## Text section
Listening to the show will give you some personal insights and talking points to open up this conversation with your friends and family – both real and virtual.

 

20 keys to Social Media Etiquette: 

  1. Know your intention before using social media. If it is to connect with family & friends, build a business, make new friends, learn about other cultures, etc –then by all means this is the place.  If your intention is to get laid, please pay an online source that offers that service.  Social media is not the place.
  2. Remember that is a living, breathing, feeling human on the other side of the key board. Respect is key!
  3. Consent is still required to move into any area of personal space, intimacy, sexual interplay, etc.
  4. Don’t assume based on a profile or photographs a person is giving you permission for anything.
  5. Don’t do, say, send or share anything on line you wouldn’t share in person.
  6. Don’t ask for free professional advice or counseling via social media.
  7. Nothing on the internet is truly deletable.
  8. Facebook, Instagram, Twitter, Linked In, Snap Chat all allow children to participate. Remember – kids can see what you are posting.  Would you want YOUR kids to see what you are posting?  Let that be your guide.
  9. Facebook, Instagram, Twitter, Linked In, Snap Chat are not dating sites. Be mindful that very few people will be receptive to your sexual advances or even personal sexual banter.  Go to the dating sites if that is your intention.

(Object pointing dataset rows)
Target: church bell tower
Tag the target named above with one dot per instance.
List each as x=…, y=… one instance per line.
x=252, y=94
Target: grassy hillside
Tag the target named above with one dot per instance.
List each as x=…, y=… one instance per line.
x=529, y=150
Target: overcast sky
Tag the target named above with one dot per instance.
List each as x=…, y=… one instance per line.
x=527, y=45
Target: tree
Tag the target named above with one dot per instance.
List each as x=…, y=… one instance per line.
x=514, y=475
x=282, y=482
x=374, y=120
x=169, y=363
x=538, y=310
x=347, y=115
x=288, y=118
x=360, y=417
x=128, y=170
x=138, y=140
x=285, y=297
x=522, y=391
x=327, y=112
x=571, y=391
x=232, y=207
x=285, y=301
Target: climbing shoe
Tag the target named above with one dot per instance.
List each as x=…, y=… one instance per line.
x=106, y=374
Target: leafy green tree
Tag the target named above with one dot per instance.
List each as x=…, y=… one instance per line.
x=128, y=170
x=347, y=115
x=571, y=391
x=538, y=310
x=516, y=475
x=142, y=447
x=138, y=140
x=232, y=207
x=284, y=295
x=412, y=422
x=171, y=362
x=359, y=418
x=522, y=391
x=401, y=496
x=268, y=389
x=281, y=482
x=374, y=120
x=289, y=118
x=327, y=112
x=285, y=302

* * *

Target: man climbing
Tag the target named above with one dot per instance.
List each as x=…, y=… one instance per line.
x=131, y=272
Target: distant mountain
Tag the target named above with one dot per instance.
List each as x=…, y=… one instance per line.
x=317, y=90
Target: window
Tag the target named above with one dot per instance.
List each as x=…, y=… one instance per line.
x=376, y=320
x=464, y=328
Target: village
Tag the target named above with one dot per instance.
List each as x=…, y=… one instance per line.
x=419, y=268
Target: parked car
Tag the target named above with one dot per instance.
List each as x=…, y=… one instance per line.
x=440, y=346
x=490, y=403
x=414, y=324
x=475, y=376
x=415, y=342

## Set task A
Convert the stretch of rows from the line containing "Target: church bell tower" through the line containing "x=527, y=45" into a JSON list of strings, with one string per line and any blank lines omitted.
## Set task B
Carry on the social media etiquette list from the point where it stops.
These rows have no connection to the social media etiquette list.

## Written reply A
[
  "Target: church bell tower",
  "Tag the target named above with one dot per instance.",
  "List each as x=…, y=… one instance per line.",
  "x=252, y=94",
  "Target: grassy hillside",
  "Tag the target named above with one dot per instance.",
  "List each as x=…, y=… one instance per line.",
  "x=529, y=150",
  "Target: overcast sky",
  "Tag the target named above with one dot per instance.",
  "List each as x=…, y=… one instance per line.",
  "x=527, y=45"
]

## Written reply B
  10. Sending nonconsensual dick pics are sexual assault.   Don’t send them unless you have been asked.  Even then I would recommend you don’t.
  11. And beware, most people who are asking are men portraying themselves as women to get you to send them.
  12. Engage in meaningful, respectful, intelligent and fun conversations with people you wouldn’t normally have a chance to know. There is so much to learn from each other.
  13. Social media is a great place to promote your work and to create powerful collaborations.
  14. Remember any employer will check your social media before hiring… even if they say they don’t.
  15. Don’t share your personal relationship drama on social media. No one cares and it will only back fire on you.
  16. Don’t blindly forward mass messages – most of them are bullshit or contain malware.
  17. Use Snopes or research triggoring information before passing along. Most of what you find on the interenet is twisted partial truths. 
  18. Ask more questions than you give out opinions. We all have so much to learn about humans.
  19. Monitor your kids accounts carefully, if you have allowed them social media. There are a lot of preditors who make it a full time job to search for unsupervised kids.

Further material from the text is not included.